## DATA FOR ANALYSIS
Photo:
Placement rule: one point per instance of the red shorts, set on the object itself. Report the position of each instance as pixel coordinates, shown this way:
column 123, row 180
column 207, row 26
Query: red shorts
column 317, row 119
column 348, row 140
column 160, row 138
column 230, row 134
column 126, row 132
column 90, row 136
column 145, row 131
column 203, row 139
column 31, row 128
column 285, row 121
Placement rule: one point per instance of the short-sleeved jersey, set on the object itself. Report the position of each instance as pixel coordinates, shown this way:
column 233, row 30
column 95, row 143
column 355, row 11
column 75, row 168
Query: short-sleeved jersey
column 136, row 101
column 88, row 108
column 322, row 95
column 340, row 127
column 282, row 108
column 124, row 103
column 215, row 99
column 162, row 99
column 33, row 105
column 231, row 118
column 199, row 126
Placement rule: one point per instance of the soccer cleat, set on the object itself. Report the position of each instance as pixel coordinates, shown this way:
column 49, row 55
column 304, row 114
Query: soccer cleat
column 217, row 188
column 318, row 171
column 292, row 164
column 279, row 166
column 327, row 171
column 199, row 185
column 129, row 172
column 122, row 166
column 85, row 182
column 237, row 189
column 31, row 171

## INSTRUCTIONS FOR THE TASK
Return each line above exactly.

## THE COMPLETED TASK
Photo:
Placement rule: one point per instance of the red shorts, set on the object itself. Report the position of each instance as pixel coordinates, shown this way:
column 123, row 180
column 207, row 26
Query: red shorts
column 317, row 119
column 348, row 140
column 160, row 138
column 230, row 134
column 126, row 132
column 90, row 136
column 145, row 131
column 203, row 139
column 31, row 128
column 285, row 121
Placement rule: one point per instance of the short-sleeved jersey, set on the object itself. Report the position of each instance as pixel coordinates, shown this way:
column 233, row 30
column 95, row 143
column 355, row 11
column 75, row 168
Query: short-sleeved jersey
column 136, row 101
column 88, row 108
column 322, row 95
column 340, row 127
column 282, row 108
column 124, row 103
column 215, row 99
column 162, row 99
column 33, row 105
column 231, row 118
column 199, row 126
Placement rule: one point per instance of the soccer cleat, set on the object itself. Report the position of each instance as pixel coordinates, shown this way:
column 49, row 55
column 304, row 114
Query: soccer cleat
column 217, row 188
column 318, row 171
column 292, row 164
column 279, row 166
column 327, row 171
column 199, row 185
column 129, row 172
column 122, row 166
column 85, row 182
column 237, row 189
column 31, row 171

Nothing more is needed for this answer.